● **Short exercise**
Reproduce the records below line for line, with no alteration of any kind.

## Start Excerpted data

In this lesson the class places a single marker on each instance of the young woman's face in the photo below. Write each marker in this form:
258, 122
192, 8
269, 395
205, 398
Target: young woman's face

## End Excerpted data

● **Output below**
In this lesson the class places a single marker on each instance of the young woman's face in the photo below. Write each marker in this form:
258, 122
192, 8
269, 395
205, 398
Target: young woman's face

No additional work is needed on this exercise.